**WHAT YOU HAVE TO DO**
Each entry should be transcribed exactly as written, and any picture left out.
[[ SOURCE DATA, beginning ]]
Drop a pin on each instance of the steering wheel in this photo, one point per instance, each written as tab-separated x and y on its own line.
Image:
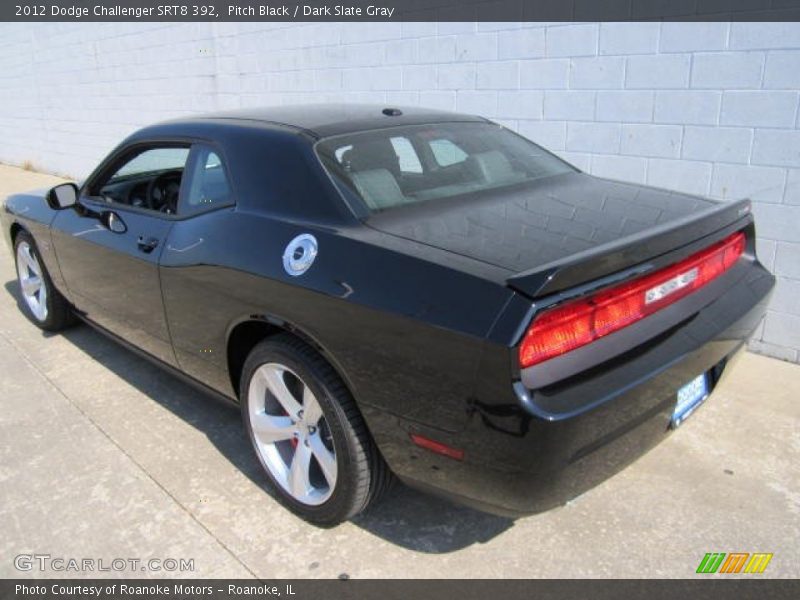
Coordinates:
162	192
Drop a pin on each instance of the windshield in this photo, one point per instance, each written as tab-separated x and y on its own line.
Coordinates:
403	165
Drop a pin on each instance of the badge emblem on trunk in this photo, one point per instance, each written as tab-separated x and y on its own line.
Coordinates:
300	254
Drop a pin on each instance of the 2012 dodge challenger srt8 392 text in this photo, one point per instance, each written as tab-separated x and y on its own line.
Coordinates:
400	293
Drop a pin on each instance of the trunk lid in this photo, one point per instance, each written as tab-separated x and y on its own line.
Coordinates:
561	231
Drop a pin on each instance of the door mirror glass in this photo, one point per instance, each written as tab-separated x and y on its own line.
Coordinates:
62	196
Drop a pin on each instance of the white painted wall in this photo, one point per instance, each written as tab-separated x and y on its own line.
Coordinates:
707	108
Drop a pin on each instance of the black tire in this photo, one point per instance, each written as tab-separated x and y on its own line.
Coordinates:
362	475
58	313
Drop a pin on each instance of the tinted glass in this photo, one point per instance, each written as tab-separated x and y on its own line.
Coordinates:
403	165
149	161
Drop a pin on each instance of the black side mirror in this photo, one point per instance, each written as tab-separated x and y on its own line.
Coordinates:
62	196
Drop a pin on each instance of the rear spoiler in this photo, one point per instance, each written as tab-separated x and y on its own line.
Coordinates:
626	252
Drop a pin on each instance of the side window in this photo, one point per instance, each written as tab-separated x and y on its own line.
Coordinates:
208	185
149	179
409	161
447	153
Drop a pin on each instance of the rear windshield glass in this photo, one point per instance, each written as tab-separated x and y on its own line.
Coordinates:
402	165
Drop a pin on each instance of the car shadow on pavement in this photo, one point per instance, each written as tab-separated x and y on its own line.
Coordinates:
404	517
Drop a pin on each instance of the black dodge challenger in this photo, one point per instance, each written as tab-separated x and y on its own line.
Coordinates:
400	293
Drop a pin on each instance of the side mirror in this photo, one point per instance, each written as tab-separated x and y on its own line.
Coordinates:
62	196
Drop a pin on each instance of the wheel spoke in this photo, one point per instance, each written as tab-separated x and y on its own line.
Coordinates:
31	285
269	429
325	458
299	481
277	386
312	411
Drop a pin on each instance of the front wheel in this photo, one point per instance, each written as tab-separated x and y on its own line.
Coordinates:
43	303
308	433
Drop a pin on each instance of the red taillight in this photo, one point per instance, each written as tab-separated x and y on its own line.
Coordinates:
580	322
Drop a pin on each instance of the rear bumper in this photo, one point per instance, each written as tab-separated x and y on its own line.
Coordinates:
523	456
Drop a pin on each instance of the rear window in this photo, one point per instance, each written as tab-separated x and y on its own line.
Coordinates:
404	165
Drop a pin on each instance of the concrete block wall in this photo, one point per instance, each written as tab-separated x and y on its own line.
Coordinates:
706	108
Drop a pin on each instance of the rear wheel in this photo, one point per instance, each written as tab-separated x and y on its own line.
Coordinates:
307	432
43	303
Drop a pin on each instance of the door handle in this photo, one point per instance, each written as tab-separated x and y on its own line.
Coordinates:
146	245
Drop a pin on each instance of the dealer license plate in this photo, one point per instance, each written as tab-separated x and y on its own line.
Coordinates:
690	396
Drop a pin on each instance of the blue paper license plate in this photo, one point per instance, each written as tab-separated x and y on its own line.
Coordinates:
690	396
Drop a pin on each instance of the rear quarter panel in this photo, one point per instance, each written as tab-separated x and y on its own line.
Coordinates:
406	334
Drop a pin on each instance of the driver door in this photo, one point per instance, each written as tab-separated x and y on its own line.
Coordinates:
108	246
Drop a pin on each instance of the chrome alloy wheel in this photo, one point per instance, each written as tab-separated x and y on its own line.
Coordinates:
31	282
291	434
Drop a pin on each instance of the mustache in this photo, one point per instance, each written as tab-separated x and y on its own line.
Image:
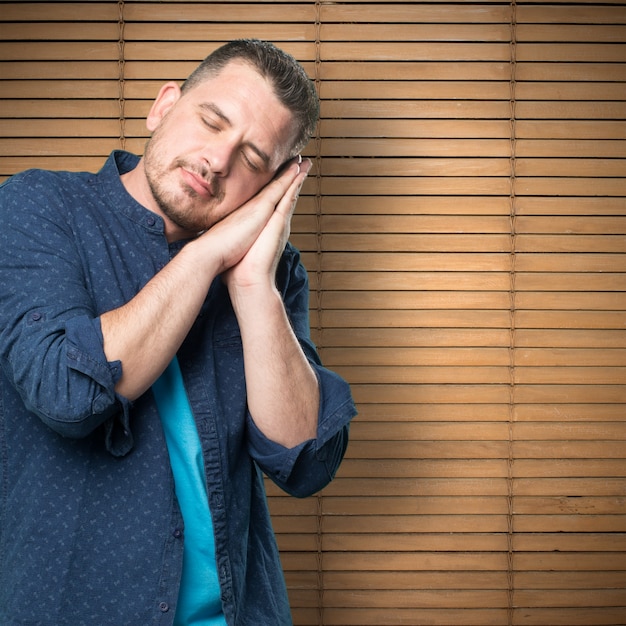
[[ SOURCE DATA, end ]]
**SOLUTION TO THE PROBLEM**
Drop a pin on each instance of the steering wheel in this photo, one point per instance, each written as tab-separated x and y on its own line.
Image:
Coordinates:
162	192
Drop a pin on each instance of the windshield in this photo, one point per instance, each written as tab-separated x and y on its own line.
Coordinates:
403	165
Drop a pin on each instance of the badge emblem on trunk in this photo, one point per instance, each written as tab-separated x and y on its own line.
Coordinates:
300	254
Drop a pin on each instance of the 2012 dodge challenger srt8 392 text in this photo, one point per instance, each written as tab-separated x and y on its own line.
Coordinates:
400	293
Drop a pin on each instance of the trunk lid in this photo, one point per instance, each written as tab-separated x and y on its own line.
Coordinates:
561	231
Drop a pin on each instance of the door mirror glass in this photo, one point per instance, each written as tab-separated x and y on its own line.
Coordinates:
62	196
Drop a pin on each instance of the white painted wall in this photo, one point per instance, each written as tab-separated x and y on its own line.
Coordinates:
707	108
Drop a pin on each instance of the black tire in this photo, one point per instance, each written as tab-separated x and y on its own line.
Coordinates:
362	475
58	313
Drop a pin on each instance of the tinted glass in this photo, one point per instance, each written as tab-separated x and y on its own line.
Coordinates:
403	165
149	161
Drop a pin on each instance of the black side mirror in this photo, one point per instance, each written as tab-separated x and y on its own line.
Coordinates:
62	196
Drop a pin on each instance of the rear spoiler in this photo, one point per instance, each written as tab-separated x and y on its own line.
Coordinates:
626	252
Drop a pin on each instance of the side window in this photo, one point per instance, each written as tab-separated x and y on its own line.
Coordinates:
208	185
149	179
409	161
447	153
Drop a pin on each instance of the rear windshield glass in this photo, one point per instance, each written as tab-separated x and y on its own line.
Coordinates:
402	165
Drop a pin on each instance of the car shadow on pavement in this photo, one point per instance, each written as tab-separated x and y on its own line.
Coordinates:
404	517
Drop a pin on each instance of the black dodge challenger in this photo, one point per instance, each written as tab-separated x and y on its own line.
Coordinates:
400	293
Drop a pin on each instance of the side mirror in this photo, one point per instance, each written as tab-separated x and y on its own line.
Coordinates:
62	196
Drop a pin on each instance of the wheel spoke in this photo, one point per instance, each written as tab-separated x and y on its own line.
Coordinates:
31	285
269	429
325	458
299	481
277	386
312	411
Drop a pin on each instance of the front wheel in this photo, one point per instance, each written as tab-separated x and y on its own line.
Coordinates:
43	303
308	433
Drop a pin on each instance of the red taillight in this photo, one point per instance, each written as tab-separated x and y on its own line.
Coordinates:
580	322
Drop a pin on each instance of the rear bumper in this photo, one point per instance, each written as tab-separated x and y on its own line.
Coordinates:
523	456
Drop a pin on each instance of the rear window in this photo, one point per instance, each written as tab-separated x and y on its own line.
Coordinates:
404	165
Drop a pin on each instance of the concrete block wall in this photo, one point per instance, each written as tab-separated x and y on its own line.
Coordinates:
706	108
Drop a pin on each instance of the rear wheel in this photo, one point per instance, each written as tab-separated x and y on its own line.
Coordinates:
307	432
43	303
Drop a pin on each instance of the door handle in this photo, one point per instance, each written as tab-separated x and y on its own line.
Coordinates:
146	245
Drop a pin on each instance of the dealer license plate in this photo, one point per instance, each written as tab-separated x and y on its own line.
Coordinates:
690	396
Drop a pin on each instance of the blue paper license plate in this photo, one point per instance, each written as tab-separated x and y on its own line.
Coordinates:
690	396
Drop a pin on each instance of the rear quarter panel in this photo, one point per instance, each written as tab-separated x and y on its own line.
Coordinates:
406	334
Drop a pin on each instance of the driver door in this photo, one point per instance, each written as tab-separated x and y on its own line.
Coordinates:
108	246
Drop a pin on each instance of the chrome alloy wheel in this photo, one point per instance, each written as tab-separated x and y on its own line.
Coordinates:
31	282
291	434
Drop a pin on each instance of the mustache in this photo, one point per instance, each written as tab-separated x and y on its own line.
Image:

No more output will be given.